What you should do: From the records below, pull out every line containing the string "quickstart". Case counts.
* * *
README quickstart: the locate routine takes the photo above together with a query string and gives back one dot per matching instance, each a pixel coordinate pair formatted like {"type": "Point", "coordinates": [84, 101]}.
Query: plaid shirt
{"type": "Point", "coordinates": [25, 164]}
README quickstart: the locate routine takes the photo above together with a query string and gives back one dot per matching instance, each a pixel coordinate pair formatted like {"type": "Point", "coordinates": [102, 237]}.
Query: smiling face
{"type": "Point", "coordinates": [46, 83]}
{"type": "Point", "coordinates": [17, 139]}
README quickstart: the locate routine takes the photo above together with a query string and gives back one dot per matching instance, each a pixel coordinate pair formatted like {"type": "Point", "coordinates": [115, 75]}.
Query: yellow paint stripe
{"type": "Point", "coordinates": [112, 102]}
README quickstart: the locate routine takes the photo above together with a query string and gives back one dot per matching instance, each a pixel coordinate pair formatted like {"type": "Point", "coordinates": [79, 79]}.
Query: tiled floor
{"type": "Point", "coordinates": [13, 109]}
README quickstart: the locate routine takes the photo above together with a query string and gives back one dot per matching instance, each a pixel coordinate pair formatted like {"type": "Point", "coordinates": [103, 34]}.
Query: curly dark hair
* * *
Complete response:
README quickstart: the locate routine takes the photo above together with a query string and gives back one dot per matching instance, each a pixel coordinate pair formatted like {"type": "Point", "coordinates": [84, 101]}.
README quickstart: the locate routine takes the photo above together with a query string and gives back one dot per matching instance, each a pixel coordinate pair formatted like {"type": "Point", "coordinates": [102, 237]}.
README quickstart: the locate routine takes the photo above together with a query string and gives back one dot per matching instance, each a pixel coordinate pair formatted like {"type": "Point", "coordinates": [115, 75]}.
README quickstart: the locate routine takes the photo above together with a query string and gives back one dot per matching instance, each a pixel coordinate pair formatted like {"type": "Point", "coordinates": [79, 79]}.
README quickstart: the locate routine takes the photo above together with a query string and gives back one dot per matching instance, each a pixel coordinate pair formatted like {"type": "Point", "coordinates": [103, 34]}.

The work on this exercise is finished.